■ **TASKS TO PERFORM**:
a – In the market commentary, what was the median estimate for the increase in non-farm payrolls?
b – Count the lines of the records that contain the string "trace". Give only the number.

■ **SOURCE EXCERPT**:
++++++++++++++++++++
I recalled Ray’s “Laws” and “Theories” while dissecting last Friday’s employment report. The median estimate was for non-farm payrolls to increase by 180,000 jobs. One savvy pundit was even looking for an increase of 239,000 jobs. At 8:30 a.m. the number was reported at a shocking 20,000, and stocks sunk. As our economist, Scott Brown Ph.D., writes:

“Weather! Mild weather appears to have boosted the January payroll figure, while poor weather depressed the February figure. The household survey tracks weather effects (worst since the snowstorms of 2014). Although the household data are not directly comparable to the establishment survey data, weather likely had an impact on payrolls and hours (including manufacturing). So get a grip, people. The partial government shutdown boosted the unemployment rate in January, so the drop in February is a correction. Wage growth picked up – one shouldn’t worry about any particular month, but the trend is higher. A low unemployment rate and rising wage pressures ought to be a concern for the Fed, but the recent Beige Book noted that firms are seeing a mixed ability to pass higher costs along. There may be a knee-jerk reaction to the “disappointing” payroll figure, but this is a weather story, and the report doesn’t tell us much. Equity futures were lower ahead of this report, reflecting disappointing Chinese export data (due partly to the timing of the Chinese New Year) and reports (WSJ, FT) casting doubt on US/China trade negotiations.

 

Heads Up: Fed Chairman Jerome Powell speaks at the 2019 Stanford Institute for Economic Policy Research (SIEPR) Economic Summit, Stanford, California (Facebook link: http://facebook.com/SIEPR/). Powell will also sit down for a 60 Minutes interview on Sunday.”

As readers know, I have not paid much attention to the recent economic reports, due to the government shutdown, and do not think the economic reports will be a true reflection of the economy until either April or May. As a sidebar, I would note this number will probably be revised in the months ahead.

Clearly, the stock market was surprised by the employment numbers as the D-J Industrials (INDU/25450.24) fell over 200 points, but then a funny thing happened – stocks stabilized and began to lift. By the closing bell, the senior index was off by a mere 23 points. Maybe that is why my indicators have remained constructive despite some of the recent market gyrations. Indeed, despite last week’s swings, the Industrials remain above their 200-day moving average of 25127.99. For the week, the S&P 500 (SPX/2743.07) lost ~2.16% and remains below its 200-DMA (@2750.86), while the Russell 2000 (RUT/1521.88) decline by roughly 5.2% from intraday highs to intraday lows on the week and likewise is still below it 200-DMA of 1585.60. Of interest is the “smart money” versus “dumb money” indicator. Recall that “dumb money” tends to buy in the first half hour of trading, while “smart money” buys in the last half hour of trading. According to Bespoke:

“In chart one [page 3] we show the performance of the last half hour intraday relative to the first half hour intraday in our Smart/Dumb Money index. As shown, that index started to rocket higher into the 2015/2016 bottoms and was a big tell in the peaking of equities during 2018. While not exactly ‘en fuego’, the outperformance of the ‘smart’ money trading at the end of the day versus the “dumb” money at the end of the day has been pretty strong since mid-December. That suggests the current downtick isn’t likely to extend significantly. [Also] on a combined basis, there’s no evidence that the current rally is seeing large inflows from non-institutional buyers, which is the same message (in a different form) as the “smart” money index, and gives more confidence that strong hands have been buying the market over the course of the recent rally (chart 2, page 3).”
++++++++++++++++++++
■ **DATASET ROWS**:
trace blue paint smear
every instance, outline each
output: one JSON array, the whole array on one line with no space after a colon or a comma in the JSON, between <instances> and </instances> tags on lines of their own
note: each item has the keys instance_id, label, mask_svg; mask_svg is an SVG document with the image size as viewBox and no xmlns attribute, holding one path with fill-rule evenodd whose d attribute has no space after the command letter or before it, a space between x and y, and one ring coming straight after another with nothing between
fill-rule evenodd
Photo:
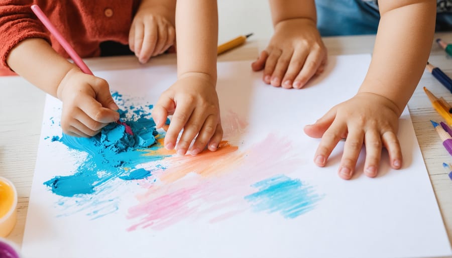
<instances>
[{"instance_id":1,"label":"blue paint smear","mask_svg":"<svg viewBox=\"0 0 452 258\"><path fill-rule=\"evenodd\" d=\"M86 152L86 160L77 169L75 174L67 176L56 176L44 182L52 191L58 195L72 197L77 194L92 194L96 187L116 178L124 180L143 179L152 171L144 169L128 176L129 171L146 162L163 159L163 156L144 156L140 150L152 149L158 133L152 118L140 117L136 121L128 121L134 132L132 136L126 133L125 126L114 122L102 129L97 135L90 138L78 138L63 134L60 141L72 150ZM58 137L55 137L57 139ZM159 148L156 147L156 148ZM161 147L160 147L161 148ZM127 169L125 169L125 168ZM156 168L155 169L159 169ZM100 173L99 176L99 172Z\"/></svg>"},{"instance_id":2,"label":"blue paint smear","mask_svg":"<svg viewBox=\"0 0 452 258\"><path fill-rule=\"evenodd\" d=\"M122 101L123 95L118 92L114 92L112 96L117 103ZM133 105L129 106L136 108ZM90 138L74 137L64 134L61 138L52 137L52 142L61 142L71 150L86 153L87 155L84 160L79 162L72 175L57 176L44 184L55 194L73 197L103 190L105 187L103 185L112 180L143 179L150 176L153 171L164 169L161 166L154 166L148 170L136 168L139 165L160 161L167 157L145 155L147 152L143 150L155 151L163 148L156 143L158 138L164 136L157 132L150 111L138 110L140 112L131 114L128 110L118 110L122 120L128 118L126 123L131 127L133 136L126 132L123 125L112 122ZM128 117L128 114L131 115Z\"/></svg>"},{"instance_id":3,"label":"blue paint smear","mask_svg":"<svg viewBox=\"0 0 452 258\"><path fill-rule=\"evenodd\" d=\"M118 92L112 96L120 106L137 108L131 99L124 99ZM77 138L63 134L62 137L47 137L52 142L61 143L72 155L80 157L78 165L73 171L62 171L61 174L70 175L57 176L44 182L44 184L55 194L61 196L56 204L64 216L83 212L95 219L119 209L121 193L118 189L123 184L131 181L147 179L152 176L154 171L165 169L157 163L152 168L138 168L143 164L159 162L167 156L146 155L147 150L154 151L163 148L157 140L164 136L164 132L159 134L155 123L151 118L151 110L143 109L140 112L130 112L120 109L121 121L125 121L134 132L131 136L126 132L125 127L117 123L105 126L99 134L90 138ZM152 106L146 105L145 107ZM167 122L169 123L169 119ZM69 172L69 173L68 173ZM150 182L155 182L151 178Z\"/></svg>"},{"instance_id":4,"label":"blue paint smear","mask_svg":"<svg viewBox=\"0 0 452 258\"><path fill-rule=\"evenodd\" d=\"M133 180L143 179L151 176L151 172L144 169L138 169L132 171L128 171L119 176L123 180Z\"/></svg>"},{"instance_id":5,"label":"blue paint smear","mask_svg":"<svg viewBox=\"0 0 452 258\"><path fill-rule=\"evenodd\" d=\"M251 203L253 210L278 212L286 218L295 218L312 210L322 198L315 193L313 187L284 175L265 179L252 186L259 191L245 199Z\"/></svg>"}]
</instances>

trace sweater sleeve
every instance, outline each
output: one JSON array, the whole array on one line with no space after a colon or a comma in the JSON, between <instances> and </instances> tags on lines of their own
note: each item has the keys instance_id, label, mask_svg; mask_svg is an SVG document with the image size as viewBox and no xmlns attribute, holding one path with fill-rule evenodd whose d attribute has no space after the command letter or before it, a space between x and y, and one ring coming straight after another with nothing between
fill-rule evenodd
<instances>
[{"instance_id":1,"label":"sweater sleeve","mask_svg":"<svg viewBox=\"0 0 452 258\"><path fill-rule=\"evenodd\" d=\"M3 0L0 5L0 68L9 68L6 60L21 41L40 38L50 43L50 34L31 10L32 1Z\"/></svg>"}]
</instances>

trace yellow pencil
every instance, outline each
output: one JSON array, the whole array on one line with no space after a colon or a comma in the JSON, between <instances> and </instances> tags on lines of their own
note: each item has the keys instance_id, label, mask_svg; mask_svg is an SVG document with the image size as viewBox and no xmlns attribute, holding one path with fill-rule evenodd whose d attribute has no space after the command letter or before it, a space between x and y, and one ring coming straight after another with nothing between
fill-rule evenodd
<instances>
[{"instance_id":1,"label":"yellow pencil","mask_svg":"<svg viewBox=\"0 0 452 258\"><path fill-rule=\"evenodd\" d=\"M253 33L250 33L246 36L239 36L235 39L220 45L218 46L218 48L217 49L217 53L219 55L220 54L240 46L245 43L245 41L247 41L247 39L249 38L252 35Z\"/></svg>"},{"instance_id":2,"label":"yellow pencil","mask_svg":"<svg viewBox=\"0 0 452 258\"><path fill-rule=\"evenodd\" d=\"M425 92L425 94L427 94L427 96L428 97L428 99L430 99L430 102L431 102L431 105L433 106L433 108L434 108L435 110L436 110L436 112L437 112L445 120L445 121L447 124L452 125L452 116L450 116L449 110L445 110L443 105L441 104L439 99L435 97L433 93L430 92L430 91L427 89L427 88L425 88L425 87L424 87L424 91Z\"/></svg>"}]
</instances>

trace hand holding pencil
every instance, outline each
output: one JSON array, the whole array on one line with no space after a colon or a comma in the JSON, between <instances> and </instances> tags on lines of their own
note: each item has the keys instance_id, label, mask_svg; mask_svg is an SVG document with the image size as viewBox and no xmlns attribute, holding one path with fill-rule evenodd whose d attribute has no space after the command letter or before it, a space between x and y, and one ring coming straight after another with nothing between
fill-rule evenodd
<instances>
[{"instance_id":1,"label":"hand holding pencil","mask_svg":"<svg viewBox=\"0 0 452 258\"><path fill-rule=\"evenodd\" d=\"M65 70L64 78L58 85L56 95L63 102L61 128L72 136L90 137L96 135L103 126L119 119L119 113L116 111L119 108L111 97L108 83L92 75L38 6L32 6L32 10L80 68L74 66Z\"/></svg>"}]
</instances>

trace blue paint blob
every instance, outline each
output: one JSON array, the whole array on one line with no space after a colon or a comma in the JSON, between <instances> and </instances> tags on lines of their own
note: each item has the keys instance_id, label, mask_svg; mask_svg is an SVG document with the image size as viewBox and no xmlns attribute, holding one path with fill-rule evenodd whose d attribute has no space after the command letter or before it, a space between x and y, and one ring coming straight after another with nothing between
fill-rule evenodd
<instances>
[{"instance_id":1,"label":"blue paint blob","mask_svg":"<svg viewBox=\"0 0 452 258\"><path fill-rule=\"evenodd\" d=\"M259 189L245 197L255 211L279 212L286 218L294 218L312 209L322 197L313 188L299 179L279 175L252 185Z\"/></svg>"},{"instance_id":2,"label":"blue paint blob","mask_svg":"<svg viewBox=\"0 0 452 258\"><path fill-rule=\"evenodd\" d=\"M120 112L125 113L125 112ZM161 160L166 156L146 156L143 150L156 150L162 148L155 145L158 133L152 118L141 117L126 123L134 132L126 132L125 127L116 122L103 127L97 135L90 138L74 137L63 134L52 138L70 149L85 152L88 155L76 172L70 176L56 176L45 182L52 191L58 195L72 197L95 193L96 188L117 178L132 180L146 178L152 171L136 169L146 162ZM161 136L163 137L163 136ZM155 170L161 168L156 167Z\"/></svg>"},{"instance_id":3,"label":"blue paint blob","mask_svg":"<svg viewBox=\"0 0 452 258\"><path fill-rule=\"evenodd\" d=\"M143 179L151 175L151 172L145 169L138 169L128 172L119 176L119 178L123 180L134 180Z\"/></svg>"}]
</instances>

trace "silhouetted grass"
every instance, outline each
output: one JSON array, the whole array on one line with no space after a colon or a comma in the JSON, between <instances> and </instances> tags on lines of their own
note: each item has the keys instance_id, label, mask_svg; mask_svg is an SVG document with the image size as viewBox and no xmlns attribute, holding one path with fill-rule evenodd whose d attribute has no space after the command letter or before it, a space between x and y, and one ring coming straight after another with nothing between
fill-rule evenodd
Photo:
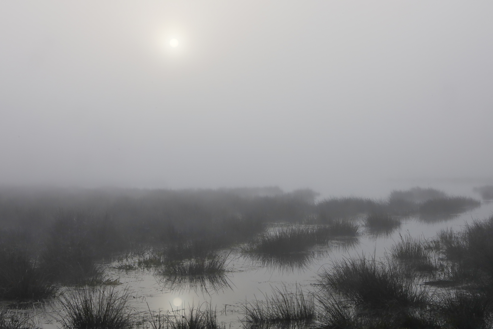
<instances>
[{"instance_id":1,"label":"silhouetted grass","mask_svg":"<svg viewBox=\"0 0 493 329\"><path fill-rule=\"evenodd\" d=\"M356 306L371 309L418 306L427 302L425 289L417 288L409 275L389 261L364 256L333 262L319 274L322 287L340 291Z\"/></svg>"},{"instance_id":2,"label":"silhouetted grass","mask_svg":"<svg viewBox=\"0 0 493 329\"><path fill-rule=\"evenodd\" d=\"M443 191L416 187L406 190L394 190L390 192L389 199L391 203L392 201L402 200L410 204L422 204L428 200L447 197L447 194Z\"/></svg>"},{"instance_id":3,"label":"silhouetted grass","mask_svg":"<svg viewBox=\"0 0 493 329\"><path fill-rule=\"evenodd\" d=\"M449 215L463 212L481 205L481 202L472 198L447 197L424 202L420 206L420 213L424 215Z\"/></svg>"},{"instance_id":4,"label":"silhouetted grass","mask_svg":"<svg viewBox=\"0 0 493 329\"><path fill-rule=\"evenodd\" d=\"M131 297L128 290L113 287L69 290L58 298L63 312L57 320L67 329L127 329L134 317L127 305Z\"/></svg>"},{"instance_id":5,"label":"silhouetted grass","mask_svg":"<svg viewBox=\"0 0 493 329\"><path fill-rule=\"evenodd\" d=\"M296 286L294 292L273 288L271 295L264 295L264 300L246 302L243 305L245 319L243 322L247 327L266 327L268 325L293 322L305 324L312 323L316 317L314 296L305 295L301 288Z\"/></svg>"},{"instance_id":6,"label":"silhouetted grass","mask_svg":"<svg viewBox=\"0 0 493 329\"><path fill-rule=\"evenodd\" d=\"M36 329L30 318L6 308L0 309L0 329Z\"/></svg>"},{"instance_id":7,"label":"silhouetted grass","mask_svg":"<svg viewBox=\"0 0 493 329\"><path fill-rule=\"evenodd\" d=\"M0 297L5 299L43 299L58 289L52 278L26 247L0 244Z\"/></svg>"},{"instance_id":8,"label":"silhouetted grass","mask_svg":"<svg viewBox=\"0 0 493 329\"><path fill-rule=\"evenodd\" d=\"M210 304L206 303L205 309L192 305L188 312L177 315L175 314L170 321L171 329L224 329L224 325L217 321L215 310Z\"/></svg>"},{"instance_id":9,"label":"silhouetted grass","mask_svg":"<svg viewBox=\"0 0 493 329\"><path fill-rule=\"evenodd\" d=\"M377 311L355 307L347 300L319 294L317 329L418 328L439 329L444 324L429 308L383 309Z\"/></svg>"},{"instance_id":10,"label":"silhouetted grass","mask_svg":"<svg viewBox=\"0 0 493 329\"><path fill-rule=\"evenodd\" d=\"M106 279L97 261L110 250L104 247L104 237L98 237L95 220L86 212L57 213L41 253L44 266L57 281L94 285Z\"/></svg>"},{"instance_id":11,"label":"silhouetted grass","mask_svg":"<svg viewBox=\"0 0 493 329\"><path fill-rule=\"evenodd\" d=\"M359 235L359 225L350 219L337 218L327 224L328 233L332 237L352 237Z\"/></svg>"},{"instance_id":12,"label":"silhouetted grass","mask_svg":"<svg viewBox=\"0 0 493 329\"><path fill-rule=\"evenodd\" d=\"M493 216L466 223L459 231L442 230L432 245L452 263L444 268L444 280L483 286L493 281Z\"/></svg>"},{"instance_id":13,"label":"silhouetted grass","mask_svg":"<svg viewBox=\"0 0 493 329\"><path fill-rule=\"evenodd\" d=\"M440 295L436 299L434 306L448 325L447 328L491 328L493 310L491 295L459 290Z\"/></svg>"},{"instance_id":14,"label":"silhouetted grass","mask_svg":"<svg viewBox=\"0 0 493 329\"><path fill-rule=\"evenodd\" d=\"M401 236L400 238L401 241L392 246L390 249L392 257L415 270L431 272L435 269L426 241L410 235L404 237Z\"/></svg>"}]
</instances>

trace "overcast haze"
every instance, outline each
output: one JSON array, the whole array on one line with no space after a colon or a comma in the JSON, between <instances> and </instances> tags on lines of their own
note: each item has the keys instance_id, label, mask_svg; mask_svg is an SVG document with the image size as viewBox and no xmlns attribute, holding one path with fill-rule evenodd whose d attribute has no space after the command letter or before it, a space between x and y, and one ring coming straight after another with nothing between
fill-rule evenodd
<instances>
[{"instance_id":1,"label":"overcast haze","mask_svg":"<svg viewBox=\"0 0 493 329\"><path fill-rule=\"evenodd\" d=\"M2 1L0 185L486 182L492 17L491 1Z\"/></svg>"}]
</instances>

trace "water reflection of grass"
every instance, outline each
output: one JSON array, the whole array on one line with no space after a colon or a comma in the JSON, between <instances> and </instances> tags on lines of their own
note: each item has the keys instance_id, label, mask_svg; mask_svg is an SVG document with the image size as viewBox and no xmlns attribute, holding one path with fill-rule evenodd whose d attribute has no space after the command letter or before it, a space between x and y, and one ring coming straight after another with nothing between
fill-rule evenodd
<instances>
[{"instance_id":1,"label":"water reflection of grass","mask_svg":"<svg viewBox=\"0 0 493 329\"><path fill-rule=\"evenodd\" d=\"M314 262L322 259L328 253L328 250L319 250L283 253L275 256L264 253L247 253L245 256L256 266L265 267L269 271L290 273L307 271Z\"/></svg>"},{"instance_id":2,"label":"water reflection of grass","mask_svg":"<svg viewBox=\"0 0 493 329\"><path fill-rule=\"evenodd\" d=\"M270 296L264 293L263 300L246 301L243 308L243 322L247 328L284 327L293 323L309 326L316 318L314 294L304 292L297 285L294 292L285 286L273 288Z\"/></svg>"},{"instance_id":3,"label":"water reflection of grass","mask_svg":"<svg viewBox=\"0 0 493 329\"><path fill-rule=\"evenodd\" d=\"M59 297L63 310L55 317L67 329L126 329L134 319L127 305L131 297L128 290L119 291L114 287L69 290Z\"/></svg>"},{"instance_id":4,"label":"water reflection of grass","mask_svg":"<svg viewBox=\"0 0 493 329\"><path fill-rule=\"evenodd\" d=\"M335 236L355 236L358 231L357 224L351 221L337 220L327 225L289 226L260 235L250 241L244 251L271 255L303 252L317 245L326 245Z\"/></svg>"},{"instance_id":5,"label":"water reflection of grass","mask_svg":"<svg viewBox=\"0 0 493 329\"><path fill-rule=\"evenodd\" d=\"M215 253L204 258L169 261L163 263L157 273L166 276L221 275L226 271L229 255Z\"/></svg>"},{"instance_id":6,"label":"water reflection of grass","mask_svg":"<svg viewBox=\"0 0 493 329\"><path fill-rule=\"evenodd\" d=\"M193 291L203 294L233 290L234 285L225 275L162 277L155 276L163 289L178 292Z\"/></svg>"},{"instance_id":7,"label":"water reflection of grass","mask_svg":"<svg viewBox=\"0 0 493 329\"><path fill-rule=\"evenodd\" d=\"M400 228L400 218L389 214L370 214L365 218L365 226L375 239L387 237Z\"/></svg>"}]
</instances>

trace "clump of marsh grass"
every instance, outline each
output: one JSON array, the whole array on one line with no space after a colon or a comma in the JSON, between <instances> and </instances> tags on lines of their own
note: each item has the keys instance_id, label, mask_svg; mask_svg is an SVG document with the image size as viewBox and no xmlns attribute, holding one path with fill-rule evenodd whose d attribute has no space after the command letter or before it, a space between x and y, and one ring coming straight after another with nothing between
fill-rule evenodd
++++++++++++++++++++
■ **PER-TASK OUTPUTS**:
a – 180,000 jobs

b – 9